→ **Text under study**:
────────────────────────────────────────

Monday, May 07, 2018

Clinical pharmacists as ID docs in the ER?



Introduction

Pneumonia impacts over four million people annually and is the leading cause of infectious disease-related hospitalization and mortality in the United States. Appropriate empiric antimicrobial therapy decreases hospital length of stay and improves mortality. The objective of our study was to test the hypothesis that the presence of an emergency medicine (EM) clinical pharmacist improves the timing and appropriateness of empiric antimicrobial therapy for community-acquired pneumonia (CAP) and healthcare-associated pneumonia (HCAP).

Methods

This was a retrospective observational cohort study of all emergency department (ED) patients presenting to a Midwest 60,000-visit academic ED from July 1, 2008, to March 1, 2016, who presented to the ED with pneumonia and received antimicrobial therapy. The treatment group consisted of patients who presented during the hours an EM pharmacist was present in the ED (Monday-Friday, 0900–1800). The control group included patients presenting during the hours when an EM clinical pharmacist was not physically present in the ED (Monday–Friday, 1800–0900, Saturday/Sunday 0000–2400 day). We defined appropriate empiric antimicrobial therapy using the Infectious Diseases Society of America consensus guidelines on the management of CAP, and management of HCAP.

────────────────────────────────────────

→ **Data extract**:
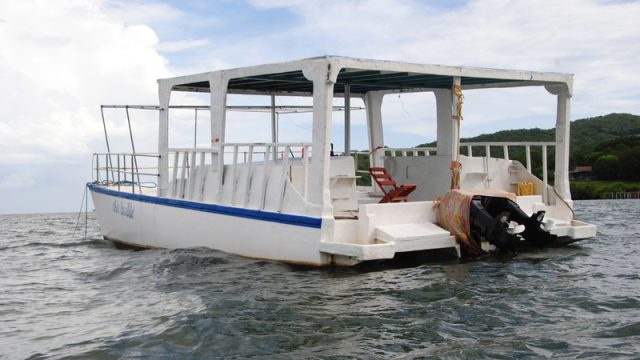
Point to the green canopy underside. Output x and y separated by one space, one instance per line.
360 82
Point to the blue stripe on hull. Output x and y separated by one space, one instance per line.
296 220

────────────────────────────────────────

→ **Work to complete**: Reproduce the full text on emergency medicine clinical pharmacists and empiric antibiotic therapy for pneumonia, word for word from its date line through the end of the Methods section.

→ **The answer**:
Monday, May 07, 2018

Clinical pharmacists as ID docs in the ER?



Introduction

Pneumonia impacts over four million people annually and is the leading cause of infectious disease-related hospitalization and mortality in the United States. Appropriate empiric antimicrobial therapy decreases hospital length of stay and improves mortality. The objective of our study was to test the hypothesis that the presence of an emergency medicine (EM) clinical pharmacist improves the timing and appropriateness of empiric antimicrobial therapy for community-acquired pneumonia (CAP) and healthcare-associated pneumonia (HCAP).

Methods

This was a retrospective observational cohort study of all emergency department (ED) patients presenting to a Midwest 60,000-visit academic ED from July 1, 2008, to March 1, 2016, who presented to the ED with pneumonia and received antimicrobial therapy. The treatment group consisted of patients who presented during the hours an EM pharmacist was present in the ED (Monday-Friday, 0900–1800). The control group included patients presenting during the hours when an EM clinical pharmacist was not physically present in the ED (Monday–Friday, 1800–0900, Saturday/Sunday 0000–2400 day). We defined appropriate empiric antimicrobial therapy using the Infectious Diseases Society of America consensus guidelines on the management of CAP, and management of HCAP.